[[ RECORDS SHOWN open ]]

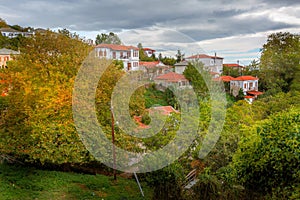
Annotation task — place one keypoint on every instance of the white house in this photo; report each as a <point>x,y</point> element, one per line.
<point>6,55</point>
<point>246,83</point>
<point>181,66</point>
<point>211,63</point>
<point>12,33</point>
<point>172,79</point>
<point>128,54</point>
<point>149,52</point>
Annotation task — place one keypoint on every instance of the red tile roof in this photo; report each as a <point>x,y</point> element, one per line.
<point>149,64</point>
<point>148,49</point>
<point>245,78</point>
<point>256,93</point>
<point>224,78</point>
<point>117,47</point>
<point>138,119</point>
<point>172,77</point>
<point>233,65</point>
<point>203,56</point>
<point>165,110</point>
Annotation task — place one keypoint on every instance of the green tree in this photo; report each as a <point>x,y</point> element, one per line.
<point>110,38</point>
<point>38,124</point>
<point>179,56</point>
<point>268,156</point>
<point>280,62</point>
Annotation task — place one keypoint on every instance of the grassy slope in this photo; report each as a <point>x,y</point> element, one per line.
<point>28,183</point>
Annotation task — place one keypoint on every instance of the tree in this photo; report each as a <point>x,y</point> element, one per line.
<point>196,79</point>
<point>179,56</point>
<point>279,62</point>
<point>110,38</point>
<point>268,159</point>
<point>38,125</point>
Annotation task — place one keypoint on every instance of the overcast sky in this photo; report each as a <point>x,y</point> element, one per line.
<point>234,29</point>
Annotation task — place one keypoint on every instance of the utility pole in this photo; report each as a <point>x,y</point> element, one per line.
<point>113,142</point>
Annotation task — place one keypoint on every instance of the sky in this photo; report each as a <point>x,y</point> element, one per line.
<point>233,29</point>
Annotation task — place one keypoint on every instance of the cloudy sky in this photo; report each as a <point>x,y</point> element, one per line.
<point>234,29</point>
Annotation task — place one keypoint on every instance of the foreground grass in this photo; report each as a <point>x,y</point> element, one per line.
<point>18,182</point>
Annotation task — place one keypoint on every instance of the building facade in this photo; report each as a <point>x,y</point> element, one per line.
<point>128,54</point>
<point>211,63</point>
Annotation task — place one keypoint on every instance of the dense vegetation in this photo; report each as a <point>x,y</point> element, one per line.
<point>256,156</point>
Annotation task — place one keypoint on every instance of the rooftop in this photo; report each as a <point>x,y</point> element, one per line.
<point>117,47</point>
<point>203,56</point>
<point>172,77</point>
<point>5,51</point>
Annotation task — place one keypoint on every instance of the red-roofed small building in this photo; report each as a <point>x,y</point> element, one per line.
<point>154,69</point>
<point>246,83</point>
<point>164,110</point>
<point>211,63</point>
<point>149,52</point>
<point>172,78</point>
<point>234,66</point>
<point>128,54</point>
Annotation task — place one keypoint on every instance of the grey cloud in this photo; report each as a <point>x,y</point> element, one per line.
<point>216,17</point>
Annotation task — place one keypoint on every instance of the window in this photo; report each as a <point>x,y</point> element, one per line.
<point>251,85</point>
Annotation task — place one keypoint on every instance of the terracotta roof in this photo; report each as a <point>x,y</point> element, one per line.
<point>224,78</point>
<point>182,63</point>
<point>233,65</point>
<point>117,47</point>
<point>149,64</point>
<point>8,29</point>
<point>138,120</point>
<point>245,78</point>
<point>171,77</point>
<point>165,110</point>
<point>203,56</point>
<point>255,93</point>
<point>5,51</point>
<point>148,49</point>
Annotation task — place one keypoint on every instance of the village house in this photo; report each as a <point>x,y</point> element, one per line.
<point>154,69</point>
<point>181,66</point>
<point>128,54</point>
<point>248,85</point>
<point>149,52</point>
<point>6,55</point>
<point>211,63</point>
<point>172,79</point>
<point>12,33</point>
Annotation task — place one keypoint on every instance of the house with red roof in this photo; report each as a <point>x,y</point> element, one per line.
<point>154,69</point>
<point>128,54</point>
<point>164,110</point>
<point>172,79</point>
<point>149,52</point>
<point>211,63</point>
<point>7,55</point>
<point>234,66</point>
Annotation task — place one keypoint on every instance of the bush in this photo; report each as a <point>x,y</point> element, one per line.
<point>268,158</point>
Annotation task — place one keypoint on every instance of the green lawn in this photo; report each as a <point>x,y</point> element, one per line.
<point>17,182</point>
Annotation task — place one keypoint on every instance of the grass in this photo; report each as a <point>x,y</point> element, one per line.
<point>19,182</point>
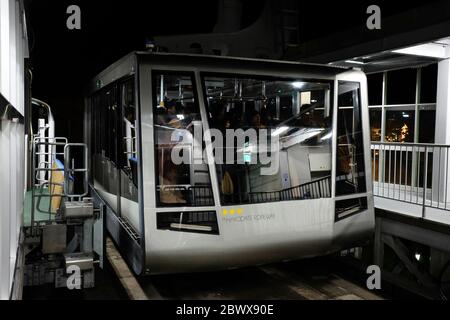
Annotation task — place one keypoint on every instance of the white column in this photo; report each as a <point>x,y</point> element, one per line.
<point>4,49</point>
<point>441,169</point>
<point>5,212</point>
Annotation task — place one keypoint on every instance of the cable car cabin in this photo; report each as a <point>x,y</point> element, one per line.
<point>211,163</point>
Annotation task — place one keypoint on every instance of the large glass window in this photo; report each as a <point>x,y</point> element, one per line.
<point>270,123</point>
<point>350,172</point>
<point>428,84</point>
<point>375,115</point>
<point>401,86</point>
<point>375,88</point>
<point>427,123</point>
<point>400,124</point>
<point>181,178</point>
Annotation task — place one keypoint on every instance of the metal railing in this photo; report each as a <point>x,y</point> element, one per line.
<point>412,172</point>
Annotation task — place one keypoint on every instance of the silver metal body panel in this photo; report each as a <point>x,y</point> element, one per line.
<point>264,233</point>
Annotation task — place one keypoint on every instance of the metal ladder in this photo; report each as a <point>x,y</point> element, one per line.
<point>43,174</point>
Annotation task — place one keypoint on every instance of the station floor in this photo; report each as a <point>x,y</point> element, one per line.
<point>107,287</point>
<point>43,205</point>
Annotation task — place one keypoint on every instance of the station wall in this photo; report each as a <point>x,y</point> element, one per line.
<point>13,52</point>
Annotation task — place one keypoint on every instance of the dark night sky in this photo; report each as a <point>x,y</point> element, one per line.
<point>63,60</point>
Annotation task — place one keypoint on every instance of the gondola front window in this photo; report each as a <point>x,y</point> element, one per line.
<point>350,169</point>
<point>181,178</point>
<point>271,138</point>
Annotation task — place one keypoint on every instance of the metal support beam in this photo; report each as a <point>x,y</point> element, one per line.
<point>402,253</point>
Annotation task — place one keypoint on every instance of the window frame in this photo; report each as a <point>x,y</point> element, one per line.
<point>245,75</point>
<point>155,72</point>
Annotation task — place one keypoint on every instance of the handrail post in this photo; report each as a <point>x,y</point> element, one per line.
<point>425,174</point>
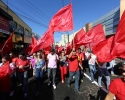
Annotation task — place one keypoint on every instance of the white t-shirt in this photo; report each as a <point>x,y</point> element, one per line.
<point>52,60</point>
<point>12,67</point>
<point>92,59</point>
<point>87,55</point>
<point>103,66</point>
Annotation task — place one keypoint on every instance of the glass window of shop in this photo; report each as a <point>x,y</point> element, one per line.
<point>13,25</point>
<point>21,29</point>
<point>26,32</point>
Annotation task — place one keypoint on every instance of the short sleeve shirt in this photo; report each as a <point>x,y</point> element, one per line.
<point>23,63</point>
<point>80,56</point>
<point>92,60</point>
<point>73,64</point>
<point>117,87</point>
<point>52,63</point>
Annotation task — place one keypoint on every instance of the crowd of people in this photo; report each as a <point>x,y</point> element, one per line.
<point>72,64</point>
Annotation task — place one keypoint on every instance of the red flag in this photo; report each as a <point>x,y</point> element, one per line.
<point>102,50</point>
<point>46,40</point>
<point>60,49</point>
<point>5,78</point>
<point>33,42</point>
<point>69,48</point>
<point>78,36</point>
<point>96,34</point>
<point>119,39</point>
<point>7,46</point>
<point>47,50</point>
<point>63,19</point>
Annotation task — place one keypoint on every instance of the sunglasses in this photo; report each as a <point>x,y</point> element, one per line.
<point>123,71</point>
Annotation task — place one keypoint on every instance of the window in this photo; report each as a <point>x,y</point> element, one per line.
<point>21,29</point>
<point>13,25</point>
<point>26,32</point>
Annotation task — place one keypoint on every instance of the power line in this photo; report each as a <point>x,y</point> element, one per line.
<point>38,10</point>
<point>62,3</point>
<point>31,19</point>
<point>28,9</point>
<point>20,10</point>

[[ RECORDS SHOWN closed ]]

**WHAT TO PRODUCE**
Please return only the lines from the one with "of the sunglasses" through the end of the listing, each exactly as written, first and last included.

**THE ANSWER**
Annotation task — place one keypoint on every instance of the sunglasses in this photo; report each as a <point>x,y</point> element, one per line.
<point>123,71</point>
Annotation task — place one keypoint on every instance of the window in this photo; report each as a <point>x,y</point> element, one per line.
<point>21,29</point>
<point>13,25</point>
<point>26,32</point>
Annotation task — place one keypoint on every instance of the power line in this photo; report each as a <point>x,y</point> element, one per line.
<point>38,10</point>
<point>62,3</point>
<point>31,19</point>
<point>28,9</point>
<point>20,10</point>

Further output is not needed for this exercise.